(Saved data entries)
--------

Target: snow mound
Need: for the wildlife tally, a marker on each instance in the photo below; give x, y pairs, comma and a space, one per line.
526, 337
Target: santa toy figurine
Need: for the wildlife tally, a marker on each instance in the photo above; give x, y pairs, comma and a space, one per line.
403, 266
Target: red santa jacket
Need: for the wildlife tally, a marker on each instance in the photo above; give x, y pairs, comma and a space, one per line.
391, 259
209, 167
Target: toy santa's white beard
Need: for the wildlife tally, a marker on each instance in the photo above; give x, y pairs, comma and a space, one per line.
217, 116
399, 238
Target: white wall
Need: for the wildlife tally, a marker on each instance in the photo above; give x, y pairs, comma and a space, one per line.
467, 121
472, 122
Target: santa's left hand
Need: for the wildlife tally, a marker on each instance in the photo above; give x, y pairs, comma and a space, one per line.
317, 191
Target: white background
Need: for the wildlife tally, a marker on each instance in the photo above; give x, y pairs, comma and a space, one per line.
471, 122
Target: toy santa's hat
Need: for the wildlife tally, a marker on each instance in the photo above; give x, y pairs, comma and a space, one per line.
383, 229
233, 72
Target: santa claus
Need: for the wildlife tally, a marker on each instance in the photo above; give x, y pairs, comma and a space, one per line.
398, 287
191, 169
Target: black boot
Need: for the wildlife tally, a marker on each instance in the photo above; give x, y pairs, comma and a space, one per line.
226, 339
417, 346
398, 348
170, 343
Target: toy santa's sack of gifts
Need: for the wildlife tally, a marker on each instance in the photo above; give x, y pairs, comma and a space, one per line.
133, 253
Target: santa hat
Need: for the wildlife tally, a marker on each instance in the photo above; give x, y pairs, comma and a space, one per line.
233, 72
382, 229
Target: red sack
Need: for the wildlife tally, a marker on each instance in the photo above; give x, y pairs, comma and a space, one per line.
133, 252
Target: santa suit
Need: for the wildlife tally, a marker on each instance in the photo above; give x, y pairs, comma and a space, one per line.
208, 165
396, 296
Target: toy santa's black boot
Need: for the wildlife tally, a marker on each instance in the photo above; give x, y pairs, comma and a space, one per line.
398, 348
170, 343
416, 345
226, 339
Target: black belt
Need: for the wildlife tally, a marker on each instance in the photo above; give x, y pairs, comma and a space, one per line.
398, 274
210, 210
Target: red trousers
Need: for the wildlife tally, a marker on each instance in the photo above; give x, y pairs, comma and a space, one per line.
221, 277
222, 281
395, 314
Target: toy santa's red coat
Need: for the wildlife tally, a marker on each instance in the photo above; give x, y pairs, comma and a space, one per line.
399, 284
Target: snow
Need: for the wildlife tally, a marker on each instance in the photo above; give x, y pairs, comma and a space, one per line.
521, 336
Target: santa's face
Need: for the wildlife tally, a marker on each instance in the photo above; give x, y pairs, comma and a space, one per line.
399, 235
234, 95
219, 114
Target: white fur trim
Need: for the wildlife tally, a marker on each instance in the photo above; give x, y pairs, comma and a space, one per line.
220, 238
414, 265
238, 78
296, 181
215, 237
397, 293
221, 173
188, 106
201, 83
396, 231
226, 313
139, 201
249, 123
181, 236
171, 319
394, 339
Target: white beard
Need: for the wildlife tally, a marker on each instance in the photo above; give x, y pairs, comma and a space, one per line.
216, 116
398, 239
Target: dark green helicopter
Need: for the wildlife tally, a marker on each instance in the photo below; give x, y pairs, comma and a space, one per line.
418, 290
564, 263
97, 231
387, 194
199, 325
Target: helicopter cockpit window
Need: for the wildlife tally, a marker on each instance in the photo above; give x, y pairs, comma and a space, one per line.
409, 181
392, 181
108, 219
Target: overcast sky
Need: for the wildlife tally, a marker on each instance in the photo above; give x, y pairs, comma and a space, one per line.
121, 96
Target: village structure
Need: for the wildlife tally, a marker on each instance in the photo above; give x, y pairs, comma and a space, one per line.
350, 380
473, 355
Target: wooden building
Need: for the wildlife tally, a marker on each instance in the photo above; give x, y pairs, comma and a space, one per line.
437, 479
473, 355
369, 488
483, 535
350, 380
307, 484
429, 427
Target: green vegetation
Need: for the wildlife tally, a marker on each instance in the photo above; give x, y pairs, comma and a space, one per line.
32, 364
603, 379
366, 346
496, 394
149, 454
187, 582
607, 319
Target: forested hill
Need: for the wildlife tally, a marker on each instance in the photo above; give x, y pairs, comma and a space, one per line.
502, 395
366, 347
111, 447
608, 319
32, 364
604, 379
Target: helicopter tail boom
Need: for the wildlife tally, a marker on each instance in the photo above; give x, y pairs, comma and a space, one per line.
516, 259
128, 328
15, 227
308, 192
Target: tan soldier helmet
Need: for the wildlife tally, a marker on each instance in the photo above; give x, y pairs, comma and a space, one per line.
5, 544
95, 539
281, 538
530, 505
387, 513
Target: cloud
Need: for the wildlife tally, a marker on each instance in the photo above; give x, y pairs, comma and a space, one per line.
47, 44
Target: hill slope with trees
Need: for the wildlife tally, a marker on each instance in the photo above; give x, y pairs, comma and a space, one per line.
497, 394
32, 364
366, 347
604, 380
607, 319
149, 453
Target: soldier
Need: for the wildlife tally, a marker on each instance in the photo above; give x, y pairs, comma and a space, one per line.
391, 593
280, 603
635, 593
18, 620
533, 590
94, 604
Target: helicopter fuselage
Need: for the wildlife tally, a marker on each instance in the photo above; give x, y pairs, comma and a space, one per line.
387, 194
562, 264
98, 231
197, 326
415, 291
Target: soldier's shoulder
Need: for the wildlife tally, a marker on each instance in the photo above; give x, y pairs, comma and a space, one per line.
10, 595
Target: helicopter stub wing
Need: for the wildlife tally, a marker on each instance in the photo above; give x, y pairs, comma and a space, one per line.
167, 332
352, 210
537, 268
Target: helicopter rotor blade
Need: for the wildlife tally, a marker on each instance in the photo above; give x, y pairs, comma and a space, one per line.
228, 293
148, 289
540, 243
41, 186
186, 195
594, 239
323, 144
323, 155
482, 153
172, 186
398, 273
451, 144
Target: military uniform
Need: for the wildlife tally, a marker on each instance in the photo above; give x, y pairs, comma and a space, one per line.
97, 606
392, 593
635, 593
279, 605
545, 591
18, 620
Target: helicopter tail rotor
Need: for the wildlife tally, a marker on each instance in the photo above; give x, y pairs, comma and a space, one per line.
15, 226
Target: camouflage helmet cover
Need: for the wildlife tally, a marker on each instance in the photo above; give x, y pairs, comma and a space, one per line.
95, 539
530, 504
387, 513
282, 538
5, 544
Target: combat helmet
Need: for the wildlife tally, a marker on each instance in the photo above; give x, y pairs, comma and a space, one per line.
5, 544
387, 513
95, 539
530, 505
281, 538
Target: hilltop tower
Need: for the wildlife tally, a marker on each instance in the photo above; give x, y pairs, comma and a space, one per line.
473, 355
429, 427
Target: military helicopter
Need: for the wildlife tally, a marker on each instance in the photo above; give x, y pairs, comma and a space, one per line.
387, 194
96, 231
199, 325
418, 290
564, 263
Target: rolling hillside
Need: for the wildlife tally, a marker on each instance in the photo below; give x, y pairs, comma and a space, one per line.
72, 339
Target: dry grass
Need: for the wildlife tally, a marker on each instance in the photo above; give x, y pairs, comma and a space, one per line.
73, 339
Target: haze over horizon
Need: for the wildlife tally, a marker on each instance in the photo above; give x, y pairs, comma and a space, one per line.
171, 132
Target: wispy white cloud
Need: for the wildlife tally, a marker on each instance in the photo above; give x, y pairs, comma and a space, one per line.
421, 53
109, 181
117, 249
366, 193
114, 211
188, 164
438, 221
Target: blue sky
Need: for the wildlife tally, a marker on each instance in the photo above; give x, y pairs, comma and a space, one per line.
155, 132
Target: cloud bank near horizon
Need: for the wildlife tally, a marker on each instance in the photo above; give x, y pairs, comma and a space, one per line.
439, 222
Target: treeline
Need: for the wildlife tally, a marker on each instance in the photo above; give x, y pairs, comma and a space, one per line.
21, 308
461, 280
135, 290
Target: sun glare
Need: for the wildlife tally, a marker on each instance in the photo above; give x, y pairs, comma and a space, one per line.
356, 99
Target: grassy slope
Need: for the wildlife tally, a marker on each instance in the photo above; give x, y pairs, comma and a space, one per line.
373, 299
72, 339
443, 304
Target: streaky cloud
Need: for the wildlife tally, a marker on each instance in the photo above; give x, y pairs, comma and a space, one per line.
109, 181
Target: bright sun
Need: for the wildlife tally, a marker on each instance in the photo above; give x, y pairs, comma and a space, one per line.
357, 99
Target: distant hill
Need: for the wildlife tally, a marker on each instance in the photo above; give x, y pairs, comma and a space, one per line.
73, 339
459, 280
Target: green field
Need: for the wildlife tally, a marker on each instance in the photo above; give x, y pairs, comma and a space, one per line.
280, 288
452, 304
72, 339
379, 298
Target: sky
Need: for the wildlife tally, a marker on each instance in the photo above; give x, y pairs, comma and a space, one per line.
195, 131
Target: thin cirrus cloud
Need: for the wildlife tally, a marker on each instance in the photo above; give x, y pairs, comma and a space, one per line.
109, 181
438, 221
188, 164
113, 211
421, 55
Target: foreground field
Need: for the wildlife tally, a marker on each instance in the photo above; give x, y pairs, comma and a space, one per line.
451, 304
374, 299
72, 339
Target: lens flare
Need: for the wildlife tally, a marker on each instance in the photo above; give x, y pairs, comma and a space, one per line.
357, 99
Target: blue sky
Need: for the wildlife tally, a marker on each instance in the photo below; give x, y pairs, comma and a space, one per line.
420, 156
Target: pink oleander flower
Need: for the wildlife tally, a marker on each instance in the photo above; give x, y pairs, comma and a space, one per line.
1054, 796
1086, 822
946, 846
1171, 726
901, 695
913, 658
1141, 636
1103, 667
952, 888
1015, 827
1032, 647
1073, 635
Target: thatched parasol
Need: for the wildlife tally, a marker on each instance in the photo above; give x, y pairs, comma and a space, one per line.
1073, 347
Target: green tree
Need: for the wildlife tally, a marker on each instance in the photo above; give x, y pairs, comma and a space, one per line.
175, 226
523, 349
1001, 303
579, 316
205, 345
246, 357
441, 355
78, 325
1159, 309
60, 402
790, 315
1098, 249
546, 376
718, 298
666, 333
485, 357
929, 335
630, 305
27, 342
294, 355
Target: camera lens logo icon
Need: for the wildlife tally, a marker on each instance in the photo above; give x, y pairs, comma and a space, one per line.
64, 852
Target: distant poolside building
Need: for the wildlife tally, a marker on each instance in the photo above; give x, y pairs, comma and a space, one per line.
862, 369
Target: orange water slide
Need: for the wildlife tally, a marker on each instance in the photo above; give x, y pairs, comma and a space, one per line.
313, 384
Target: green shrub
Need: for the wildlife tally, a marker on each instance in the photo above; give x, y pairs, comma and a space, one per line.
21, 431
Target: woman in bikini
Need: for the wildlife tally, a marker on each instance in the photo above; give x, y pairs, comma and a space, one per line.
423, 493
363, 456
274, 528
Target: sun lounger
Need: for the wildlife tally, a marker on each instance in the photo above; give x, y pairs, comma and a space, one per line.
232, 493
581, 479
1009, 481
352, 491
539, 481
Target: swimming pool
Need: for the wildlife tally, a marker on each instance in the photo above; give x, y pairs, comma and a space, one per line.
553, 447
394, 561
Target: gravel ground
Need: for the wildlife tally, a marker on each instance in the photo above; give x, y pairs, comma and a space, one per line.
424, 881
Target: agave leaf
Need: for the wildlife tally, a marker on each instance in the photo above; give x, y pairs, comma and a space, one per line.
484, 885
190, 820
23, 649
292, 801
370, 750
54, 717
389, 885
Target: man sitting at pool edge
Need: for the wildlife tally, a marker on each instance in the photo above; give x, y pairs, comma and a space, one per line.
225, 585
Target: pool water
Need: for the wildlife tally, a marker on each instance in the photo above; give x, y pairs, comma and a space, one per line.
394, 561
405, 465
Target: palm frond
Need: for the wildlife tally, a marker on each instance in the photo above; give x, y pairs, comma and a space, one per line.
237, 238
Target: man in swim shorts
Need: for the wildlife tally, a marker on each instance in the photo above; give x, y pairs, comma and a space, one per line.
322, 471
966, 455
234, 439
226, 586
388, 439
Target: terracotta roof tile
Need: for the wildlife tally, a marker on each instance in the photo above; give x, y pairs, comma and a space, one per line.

--------

:: PROMPT ::
Starting with the line that contains "Target: gravel ground" and going on through the end of the entries, write those lines out again, replacing "pool" with "swimming pool" and leaving everything else unchanged.

:: ANSWER TO THE TASK ::
Target: gravel ground
Need: for the wildlife tally, a marker on each instance in the photo above; give x, y pairs, comma and a space, one per line.
424, 881
Target: agave leaf
Need: for the wildlife tally, a marker on each instance in the photo above; give x, y pairs, comma and a space, one per line.
484, 885
190, 820
23, 649
292, 801
370, 750
54, 717
389, 885
Target: man sitting at swimming pool edge
Need: for the wildlife tally, a marker on each instance in the photo above; give x, y pairs, comma and a space, one per line.
225, 585
Target: swimming pool water
Need: for the wildlife tally, a marker on each instance in the photo above; give x, y pairs, comma and a space, one per line.
394, 561
405, 465
Target: palm frond
Need: for the wildlife tally, a marker on each instance in the photo above; give x, y pairs, comma and a space, one per line.
237, 238
Target: man in swim shorts
Need: for the wildlife tally, a marker on each instance in the photo above; give x, y pairs, comma and a space, one per line.
322, 471
966, 455
234, 439
226, 586
388, 439
Target: terracotta roof tile
Need: for the wildlife tally, a marker on each instance in the photo above; give x, y pairs, comma and a space, one per line.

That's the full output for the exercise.